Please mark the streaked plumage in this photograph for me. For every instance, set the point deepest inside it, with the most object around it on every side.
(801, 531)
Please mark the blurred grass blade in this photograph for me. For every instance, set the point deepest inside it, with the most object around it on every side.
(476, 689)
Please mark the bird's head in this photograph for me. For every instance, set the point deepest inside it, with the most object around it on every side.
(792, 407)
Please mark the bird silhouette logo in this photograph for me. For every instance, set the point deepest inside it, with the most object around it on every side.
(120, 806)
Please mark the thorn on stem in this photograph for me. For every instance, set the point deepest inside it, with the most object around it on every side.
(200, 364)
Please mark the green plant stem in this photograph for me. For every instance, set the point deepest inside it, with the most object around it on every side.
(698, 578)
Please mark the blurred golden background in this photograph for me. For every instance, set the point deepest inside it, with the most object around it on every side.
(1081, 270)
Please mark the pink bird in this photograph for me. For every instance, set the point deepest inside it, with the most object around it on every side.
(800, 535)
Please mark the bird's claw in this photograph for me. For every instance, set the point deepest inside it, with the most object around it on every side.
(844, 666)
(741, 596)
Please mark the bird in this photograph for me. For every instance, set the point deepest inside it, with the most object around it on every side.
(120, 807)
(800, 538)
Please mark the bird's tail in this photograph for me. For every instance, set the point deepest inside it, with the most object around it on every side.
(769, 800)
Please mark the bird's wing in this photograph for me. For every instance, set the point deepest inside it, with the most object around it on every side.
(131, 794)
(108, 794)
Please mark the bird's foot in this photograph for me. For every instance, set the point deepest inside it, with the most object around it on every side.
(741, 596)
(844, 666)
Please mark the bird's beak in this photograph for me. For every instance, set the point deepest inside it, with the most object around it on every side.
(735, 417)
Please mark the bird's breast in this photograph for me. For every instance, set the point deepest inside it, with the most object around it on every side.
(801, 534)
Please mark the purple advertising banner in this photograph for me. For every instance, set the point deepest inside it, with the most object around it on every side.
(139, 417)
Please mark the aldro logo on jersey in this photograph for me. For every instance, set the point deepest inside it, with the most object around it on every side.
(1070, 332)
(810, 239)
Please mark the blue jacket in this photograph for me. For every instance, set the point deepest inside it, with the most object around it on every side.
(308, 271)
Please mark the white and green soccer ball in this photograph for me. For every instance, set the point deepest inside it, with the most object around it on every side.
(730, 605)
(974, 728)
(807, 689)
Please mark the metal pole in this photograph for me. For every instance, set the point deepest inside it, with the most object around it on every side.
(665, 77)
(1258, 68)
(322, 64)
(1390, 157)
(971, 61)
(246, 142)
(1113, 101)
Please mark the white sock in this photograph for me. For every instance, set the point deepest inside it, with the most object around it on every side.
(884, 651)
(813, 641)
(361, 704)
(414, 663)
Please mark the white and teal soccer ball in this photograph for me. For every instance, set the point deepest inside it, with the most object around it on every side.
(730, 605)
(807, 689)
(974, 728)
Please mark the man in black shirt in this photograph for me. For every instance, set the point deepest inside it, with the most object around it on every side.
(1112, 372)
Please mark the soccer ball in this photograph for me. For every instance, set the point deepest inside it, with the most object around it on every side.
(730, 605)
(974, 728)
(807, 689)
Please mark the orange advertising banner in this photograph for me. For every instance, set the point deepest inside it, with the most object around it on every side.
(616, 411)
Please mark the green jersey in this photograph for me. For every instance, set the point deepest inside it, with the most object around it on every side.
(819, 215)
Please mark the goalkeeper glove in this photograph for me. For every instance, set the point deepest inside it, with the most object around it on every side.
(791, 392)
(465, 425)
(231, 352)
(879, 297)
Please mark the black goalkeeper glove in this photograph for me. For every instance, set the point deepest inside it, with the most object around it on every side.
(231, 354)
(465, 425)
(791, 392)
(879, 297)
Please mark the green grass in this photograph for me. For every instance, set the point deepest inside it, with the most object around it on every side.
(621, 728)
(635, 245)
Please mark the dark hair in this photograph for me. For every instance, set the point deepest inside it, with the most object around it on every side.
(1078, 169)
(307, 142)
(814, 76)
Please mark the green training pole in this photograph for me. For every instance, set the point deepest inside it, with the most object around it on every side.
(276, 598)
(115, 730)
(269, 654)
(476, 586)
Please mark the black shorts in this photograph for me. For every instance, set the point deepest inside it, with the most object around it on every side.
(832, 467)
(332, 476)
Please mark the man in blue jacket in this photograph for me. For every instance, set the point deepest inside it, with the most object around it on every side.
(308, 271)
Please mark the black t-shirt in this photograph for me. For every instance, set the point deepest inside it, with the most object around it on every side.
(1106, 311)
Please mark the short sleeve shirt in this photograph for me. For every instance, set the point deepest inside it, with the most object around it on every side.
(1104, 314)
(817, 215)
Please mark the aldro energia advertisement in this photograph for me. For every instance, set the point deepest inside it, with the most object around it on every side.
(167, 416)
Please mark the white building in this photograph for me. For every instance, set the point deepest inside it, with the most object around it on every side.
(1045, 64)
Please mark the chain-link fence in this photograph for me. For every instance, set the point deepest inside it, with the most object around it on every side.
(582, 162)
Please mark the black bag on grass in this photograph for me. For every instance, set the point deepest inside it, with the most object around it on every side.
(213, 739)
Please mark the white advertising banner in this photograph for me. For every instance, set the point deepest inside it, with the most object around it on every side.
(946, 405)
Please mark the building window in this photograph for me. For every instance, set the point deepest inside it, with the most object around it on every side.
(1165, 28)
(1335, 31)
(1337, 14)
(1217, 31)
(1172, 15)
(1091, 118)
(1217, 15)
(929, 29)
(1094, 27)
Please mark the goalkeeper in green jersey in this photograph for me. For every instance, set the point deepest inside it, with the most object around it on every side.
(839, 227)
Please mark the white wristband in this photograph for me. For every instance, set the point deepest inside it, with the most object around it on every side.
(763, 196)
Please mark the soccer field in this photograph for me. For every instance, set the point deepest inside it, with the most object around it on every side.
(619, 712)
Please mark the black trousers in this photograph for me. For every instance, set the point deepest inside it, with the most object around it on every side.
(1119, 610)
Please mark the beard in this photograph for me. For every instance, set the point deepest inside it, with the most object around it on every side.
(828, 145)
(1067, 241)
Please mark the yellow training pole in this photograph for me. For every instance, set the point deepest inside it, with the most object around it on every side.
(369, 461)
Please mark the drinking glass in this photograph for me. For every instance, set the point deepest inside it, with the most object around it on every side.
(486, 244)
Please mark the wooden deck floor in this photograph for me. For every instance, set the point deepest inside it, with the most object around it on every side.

++++

Sua tarefa. Transforme em uma lista JSON de strings as linhas entre a que contém "Please mark the green plant" e a que contém "(1081, 270)", inclusive. Use uma string para cada linha e deixe de fora as linhas em branco.

Resposta à tarefa.
[
  "Please mark the green plant stem in this photograph for me. For every instance, set the point deepest inside it, with the most object around it on every side.",
  "(698, 578)",
  "Please mark the blurred golden background in this photograph for me. For every instance, set the point deepest inside it, with the most object around it on every side.",
  "(1081, 270)"
]